Repeat exactly, and only, the lines from the one holding "Pick out the shingled" through the last line of the records below.

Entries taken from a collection

════════════════════

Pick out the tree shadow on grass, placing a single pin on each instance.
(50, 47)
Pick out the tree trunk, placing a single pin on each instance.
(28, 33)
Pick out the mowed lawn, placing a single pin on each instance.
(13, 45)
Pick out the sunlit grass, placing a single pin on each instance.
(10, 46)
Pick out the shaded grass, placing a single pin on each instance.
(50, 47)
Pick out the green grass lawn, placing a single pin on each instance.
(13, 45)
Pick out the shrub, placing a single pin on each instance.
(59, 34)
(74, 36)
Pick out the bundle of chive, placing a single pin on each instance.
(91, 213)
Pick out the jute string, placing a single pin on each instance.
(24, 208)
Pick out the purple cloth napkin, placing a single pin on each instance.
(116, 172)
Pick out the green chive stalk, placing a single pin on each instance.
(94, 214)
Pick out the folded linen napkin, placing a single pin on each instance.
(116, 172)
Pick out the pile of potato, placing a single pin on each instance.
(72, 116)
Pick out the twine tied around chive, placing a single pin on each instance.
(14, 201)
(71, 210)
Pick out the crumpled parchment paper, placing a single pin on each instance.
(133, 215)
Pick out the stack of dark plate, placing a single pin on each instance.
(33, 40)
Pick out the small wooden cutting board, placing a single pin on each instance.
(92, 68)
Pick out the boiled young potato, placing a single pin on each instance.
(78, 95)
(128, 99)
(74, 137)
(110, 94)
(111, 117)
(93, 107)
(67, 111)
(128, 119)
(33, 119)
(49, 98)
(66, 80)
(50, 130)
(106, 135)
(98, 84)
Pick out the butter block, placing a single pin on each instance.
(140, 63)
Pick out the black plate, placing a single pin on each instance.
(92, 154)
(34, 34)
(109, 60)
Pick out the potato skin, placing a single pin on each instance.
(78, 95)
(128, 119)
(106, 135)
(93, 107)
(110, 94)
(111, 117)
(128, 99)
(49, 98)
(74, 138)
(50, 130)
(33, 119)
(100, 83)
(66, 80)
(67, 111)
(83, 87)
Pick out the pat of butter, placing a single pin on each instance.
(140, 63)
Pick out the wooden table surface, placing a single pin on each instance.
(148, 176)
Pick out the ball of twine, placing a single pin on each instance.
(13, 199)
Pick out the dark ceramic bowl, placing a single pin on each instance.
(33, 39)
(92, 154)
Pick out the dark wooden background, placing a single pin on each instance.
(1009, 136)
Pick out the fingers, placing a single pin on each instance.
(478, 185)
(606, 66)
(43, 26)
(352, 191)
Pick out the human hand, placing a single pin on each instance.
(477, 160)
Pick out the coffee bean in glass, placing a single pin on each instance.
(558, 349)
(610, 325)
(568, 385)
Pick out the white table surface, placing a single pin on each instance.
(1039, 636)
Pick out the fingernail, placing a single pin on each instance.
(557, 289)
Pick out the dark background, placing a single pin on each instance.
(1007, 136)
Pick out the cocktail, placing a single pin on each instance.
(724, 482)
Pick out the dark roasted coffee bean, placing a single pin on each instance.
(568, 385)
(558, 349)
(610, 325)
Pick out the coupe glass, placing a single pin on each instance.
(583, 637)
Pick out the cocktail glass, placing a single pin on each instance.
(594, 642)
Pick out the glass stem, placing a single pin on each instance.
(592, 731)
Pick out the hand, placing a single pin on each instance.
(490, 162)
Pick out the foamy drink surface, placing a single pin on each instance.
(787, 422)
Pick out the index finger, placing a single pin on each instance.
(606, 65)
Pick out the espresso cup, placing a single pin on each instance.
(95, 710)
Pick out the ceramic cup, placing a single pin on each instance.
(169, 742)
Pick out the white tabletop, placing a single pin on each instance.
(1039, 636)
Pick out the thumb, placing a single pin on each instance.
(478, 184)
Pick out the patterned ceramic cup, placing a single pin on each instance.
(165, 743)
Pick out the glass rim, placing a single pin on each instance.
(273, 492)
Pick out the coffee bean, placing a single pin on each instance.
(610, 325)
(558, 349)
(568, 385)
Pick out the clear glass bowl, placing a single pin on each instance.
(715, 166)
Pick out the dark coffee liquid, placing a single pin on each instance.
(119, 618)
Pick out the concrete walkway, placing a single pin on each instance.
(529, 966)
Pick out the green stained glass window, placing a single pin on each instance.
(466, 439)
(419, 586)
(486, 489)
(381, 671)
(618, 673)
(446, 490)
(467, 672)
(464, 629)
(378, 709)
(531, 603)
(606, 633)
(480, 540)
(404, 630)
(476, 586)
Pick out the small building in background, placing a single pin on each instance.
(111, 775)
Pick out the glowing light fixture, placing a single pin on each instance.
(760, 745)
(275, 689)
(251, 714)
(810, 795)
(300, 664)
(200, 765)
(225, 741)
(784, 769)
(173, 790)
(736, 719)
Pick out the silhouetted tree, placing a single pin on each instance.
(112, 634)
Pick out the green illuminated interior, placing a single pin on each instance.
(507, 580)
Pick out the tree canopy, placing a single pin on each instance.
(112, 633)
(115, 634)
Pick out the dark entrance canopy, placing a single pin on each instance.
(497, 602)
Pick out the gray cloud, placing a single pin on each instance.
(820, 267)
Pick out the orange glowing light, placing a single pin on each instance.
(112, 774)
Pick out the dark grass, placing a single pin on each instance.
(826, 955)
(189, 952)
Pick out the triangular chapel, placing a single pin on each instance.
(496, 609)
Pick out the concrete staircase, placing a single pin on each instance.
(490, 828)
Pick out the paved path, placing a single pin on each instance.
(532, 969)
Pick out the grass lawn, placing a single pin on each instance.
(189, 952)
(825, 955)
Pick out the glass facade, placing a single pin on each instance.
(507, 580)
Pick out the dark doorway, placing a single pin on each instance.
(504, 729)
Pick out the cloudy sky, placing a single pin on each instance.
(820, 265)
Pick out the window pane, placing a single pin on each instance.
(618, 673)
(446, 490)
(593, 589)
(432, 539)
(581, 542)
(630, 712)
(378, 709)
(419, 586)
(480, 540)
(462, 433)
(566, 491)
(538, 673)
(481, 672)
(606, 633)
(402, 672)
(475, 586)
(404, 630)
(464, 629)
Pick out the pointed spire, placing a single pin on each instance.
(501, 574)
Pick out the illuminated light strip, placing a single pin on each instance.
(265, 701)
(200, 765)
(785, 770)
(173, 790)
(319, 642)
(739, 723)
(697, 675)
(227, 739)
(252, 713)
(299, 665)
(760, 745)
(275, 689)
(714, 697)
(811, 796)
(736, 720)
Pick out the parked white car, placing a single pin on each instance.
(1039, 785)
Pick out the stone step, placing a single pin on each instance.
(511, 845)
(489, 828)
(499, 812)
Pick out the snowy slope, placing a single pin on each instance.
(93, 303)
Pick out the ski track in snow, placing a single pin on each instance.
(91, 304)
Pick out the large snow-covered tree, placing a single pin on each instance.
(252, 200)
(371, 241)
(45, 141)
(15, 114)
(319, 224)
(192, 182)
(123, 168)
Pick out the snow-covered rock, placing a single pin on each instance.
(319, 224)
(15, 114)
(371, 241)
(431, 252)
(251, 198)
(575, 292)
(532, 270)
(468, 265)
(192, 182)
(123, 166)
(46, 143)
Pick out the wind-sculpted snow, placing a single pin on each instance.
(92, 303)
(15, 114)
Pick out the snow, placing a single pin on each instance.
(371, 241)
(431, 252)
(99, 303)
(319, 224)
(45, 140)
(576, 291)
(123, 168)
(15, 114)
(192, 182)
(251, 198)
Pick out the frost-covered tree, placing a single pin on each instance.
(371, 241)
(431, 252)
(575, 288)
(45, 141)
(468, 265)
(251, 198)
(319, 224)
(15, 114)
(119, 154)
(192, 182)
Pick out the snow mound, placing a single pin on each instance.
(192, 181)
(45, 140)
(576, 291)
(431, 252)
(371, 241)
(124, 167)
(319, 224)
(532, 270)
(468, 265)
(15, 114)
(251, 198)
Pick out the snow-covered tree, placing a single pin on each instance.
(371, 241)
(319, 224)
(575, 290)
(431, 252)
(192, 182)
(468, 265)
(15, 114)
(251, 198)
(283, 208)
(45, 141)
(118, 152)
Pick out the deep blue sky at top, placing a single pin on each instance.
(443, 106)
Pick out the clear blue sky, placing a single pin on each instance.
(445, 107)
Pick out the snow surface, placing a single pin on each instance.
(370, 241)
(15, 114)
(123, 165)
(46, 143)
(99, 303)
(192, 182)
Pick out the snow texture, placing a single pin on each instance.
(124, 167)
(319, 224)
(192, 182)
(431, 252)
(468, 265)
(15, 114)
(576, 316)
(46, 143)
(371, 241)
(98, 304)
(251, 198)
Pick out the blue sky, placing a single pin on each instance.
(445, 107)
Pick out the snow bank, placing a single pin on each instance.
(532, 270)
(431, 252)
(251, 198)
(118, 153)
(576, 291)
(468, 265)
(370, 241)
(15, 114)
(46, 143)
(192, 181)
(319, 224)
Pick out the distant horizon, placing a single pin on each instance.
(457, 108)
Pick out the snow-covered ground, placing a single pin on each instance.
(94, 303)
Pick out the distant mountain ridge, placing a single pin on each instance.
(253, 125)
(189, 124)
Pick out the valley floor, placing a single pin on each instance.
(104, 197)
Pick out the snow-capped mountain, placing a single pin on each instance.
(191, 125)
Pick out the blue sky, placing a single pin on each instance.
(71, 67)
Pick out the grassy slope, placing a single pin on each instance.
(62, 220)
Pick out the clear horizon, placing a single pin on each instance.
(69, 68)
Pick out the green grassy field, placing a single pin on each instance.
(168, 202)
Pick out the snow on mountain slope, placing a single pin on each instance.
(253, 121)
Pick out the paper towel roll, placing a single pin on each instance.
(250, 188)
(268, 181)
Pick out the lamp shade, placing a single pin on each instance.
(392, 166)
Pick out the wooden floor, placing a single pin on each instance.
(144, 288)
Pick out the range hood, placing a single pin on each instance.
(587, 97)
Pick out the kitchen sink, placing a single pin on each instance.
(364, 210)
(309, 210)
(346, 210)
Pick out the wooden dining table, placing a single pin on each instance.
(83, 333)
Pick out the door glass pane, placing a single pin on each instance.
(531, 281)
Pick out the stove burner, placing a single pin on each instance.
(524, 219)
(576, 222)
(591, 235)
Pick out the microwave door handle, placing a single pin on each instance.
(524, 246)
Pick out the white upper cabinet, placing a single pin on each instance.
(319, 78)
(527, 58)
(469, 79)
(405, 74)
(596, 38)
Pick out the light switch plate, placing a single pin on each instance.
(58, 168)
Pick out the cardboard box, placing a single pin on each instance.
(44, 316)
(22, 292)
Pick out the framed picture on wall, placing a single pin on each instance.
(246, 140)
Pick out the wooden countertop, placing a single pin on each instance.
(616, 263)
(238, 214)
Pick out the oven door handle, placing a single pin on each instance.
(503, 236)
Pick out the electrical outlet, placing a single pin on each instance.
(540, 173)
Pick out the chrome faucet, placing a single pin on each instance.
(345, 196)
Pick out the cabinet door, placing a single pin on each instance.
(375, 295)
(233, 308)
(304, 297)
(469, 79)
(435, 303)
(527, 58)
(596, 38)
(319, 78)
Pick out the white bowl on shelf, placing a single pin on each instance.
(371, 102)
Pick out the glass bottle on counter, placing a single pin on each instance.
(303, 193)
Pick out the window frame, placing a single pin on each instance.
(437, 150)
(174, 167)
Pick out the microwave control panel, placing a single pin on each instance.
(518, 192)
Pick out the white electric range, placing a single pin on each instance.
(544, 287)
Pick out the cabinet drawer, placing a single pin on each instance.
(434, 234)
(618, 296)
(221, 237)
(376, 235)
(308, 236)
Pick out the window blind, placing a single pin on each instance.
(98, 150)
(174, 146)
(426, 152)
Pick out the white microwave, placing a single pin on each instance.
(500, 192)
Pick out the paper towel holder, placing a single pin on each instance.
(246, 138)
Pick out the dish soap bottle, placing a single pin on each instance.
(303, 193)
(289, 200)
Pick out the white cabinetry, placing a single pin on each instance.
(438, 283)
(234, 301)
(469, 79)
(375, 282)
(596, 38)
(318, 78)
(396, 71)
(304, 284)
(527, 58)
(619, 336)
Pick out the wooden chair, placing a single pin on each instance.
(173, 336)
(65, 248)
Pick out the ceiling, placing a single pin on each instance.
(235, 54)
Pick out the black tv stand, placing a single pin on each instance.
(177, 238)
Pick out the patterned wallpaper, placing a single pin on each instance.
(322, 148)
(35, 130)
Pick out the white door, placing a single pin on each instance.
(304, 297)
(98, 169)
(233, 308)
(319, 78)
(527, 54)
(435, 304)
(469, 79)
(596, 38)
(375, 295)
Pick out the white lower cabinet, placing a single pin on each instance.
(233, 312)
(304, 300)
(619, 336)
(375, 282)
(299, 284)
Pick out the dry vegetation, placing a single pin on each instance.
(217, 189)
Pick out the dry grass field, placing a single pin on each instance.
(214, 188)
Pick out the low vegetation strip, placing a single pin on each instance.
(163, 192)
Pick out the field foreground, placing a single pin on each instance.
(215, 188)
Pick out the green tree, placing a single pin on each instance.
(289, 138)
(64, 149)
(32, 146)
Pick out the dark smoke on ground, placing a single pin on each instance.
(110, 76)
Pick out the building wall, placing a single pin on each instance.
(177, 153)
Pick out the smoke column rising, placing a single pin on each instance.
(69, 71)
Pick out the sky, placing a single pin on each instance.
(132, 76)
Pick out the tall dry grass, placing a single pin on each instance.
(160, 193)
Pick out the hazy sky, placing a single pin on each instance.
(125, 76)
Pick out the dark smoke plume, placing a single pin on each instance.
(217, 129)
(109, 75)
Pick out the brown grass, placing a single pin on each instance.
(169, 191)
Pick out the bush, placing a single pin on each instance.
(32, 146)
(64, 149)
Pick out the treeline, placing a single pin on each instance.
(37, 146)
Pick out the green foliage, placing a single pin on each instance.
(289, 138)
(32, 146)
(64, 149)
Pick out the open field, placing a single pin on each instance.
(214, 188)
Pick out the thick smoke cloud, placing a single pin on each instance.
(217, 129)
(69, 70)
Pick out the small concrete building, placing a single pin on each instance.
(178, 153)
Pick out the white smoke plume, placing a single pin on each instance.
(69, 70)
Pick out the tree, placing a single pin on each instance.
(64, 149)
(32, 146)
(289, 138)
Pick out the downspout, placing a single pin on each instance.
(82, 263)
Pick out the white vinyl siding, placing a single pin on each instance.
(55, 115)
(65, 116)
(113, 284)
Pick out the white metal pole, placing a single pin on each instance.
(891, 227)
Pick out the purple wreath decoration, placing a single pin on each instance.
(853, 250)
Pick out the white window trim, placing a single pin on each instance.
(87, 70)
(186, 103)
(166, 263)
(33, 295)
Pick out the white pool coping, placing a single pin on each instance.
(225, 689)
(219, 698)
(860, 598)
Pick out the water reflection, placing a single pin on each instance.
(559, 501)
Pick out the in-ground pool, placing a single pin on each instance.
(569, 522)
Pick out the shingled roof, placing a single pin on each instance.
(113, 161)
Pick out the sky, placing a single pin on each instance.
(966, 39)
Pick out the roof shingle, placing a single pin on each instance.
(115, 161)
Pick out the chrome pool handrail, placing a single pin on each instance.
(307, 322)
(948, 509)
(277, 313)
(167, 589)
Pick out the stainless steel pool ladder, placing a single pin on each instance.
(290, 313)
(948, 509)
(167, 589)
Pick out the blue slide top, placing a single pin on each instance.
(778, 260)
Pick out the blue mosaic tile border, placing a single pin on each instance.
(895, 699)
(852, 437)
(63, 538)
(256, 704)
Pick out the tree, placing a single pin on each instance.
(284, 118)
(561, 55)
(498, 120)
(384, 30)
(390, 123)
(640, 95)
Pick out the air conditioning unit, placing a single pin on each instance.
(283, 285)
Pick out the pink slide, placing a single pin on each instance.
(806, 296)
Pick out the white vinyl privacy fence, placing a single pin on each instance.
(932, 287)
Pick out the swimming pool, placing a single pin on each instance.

════════════════════

▶ _Output of the exercise_
Pick out the shingled roof, placing a single pin on each instance.
(113, 161)
Pick out the sky, placing a single pin on each instance.
(966, 39)
Pick out the roof shingle, placing a single pin on each instance.
(115, 161)
Pick out the chrome pool handrail, placing a single pin on each instance.
(307, 322)
(948, 509)
(277, 313)
(167, 589)
Pick out the stainless steel pool ladder, placing a single pin on each instance.
(290, 313)
(948, 509)
(167, 589)
Pick out the blue slide top, placing a single pin on each instance.
(778, 260)
Pick out the blue mosaic tile border, placing a single pin on each instance.
(895, 699)
(852, 437)
(63, 538)
(256, 704)
Pick out the tree, placing a single pin on each instance.
(284, 118)
(561, 55)
(498, 120)
(384, 30)
(390, 123)
(640, 95)
Pick out the air conditioning unit, placing a single pin on each instance.
(283, 285)
Pick out the pink slide, placing a single pin on each instance.
(806, 296)
Pick out the white vinyl privacy fence, placing a single pin on each instance.
(932, 287)
Pick out the swimming pool, placing a single pin on each instance.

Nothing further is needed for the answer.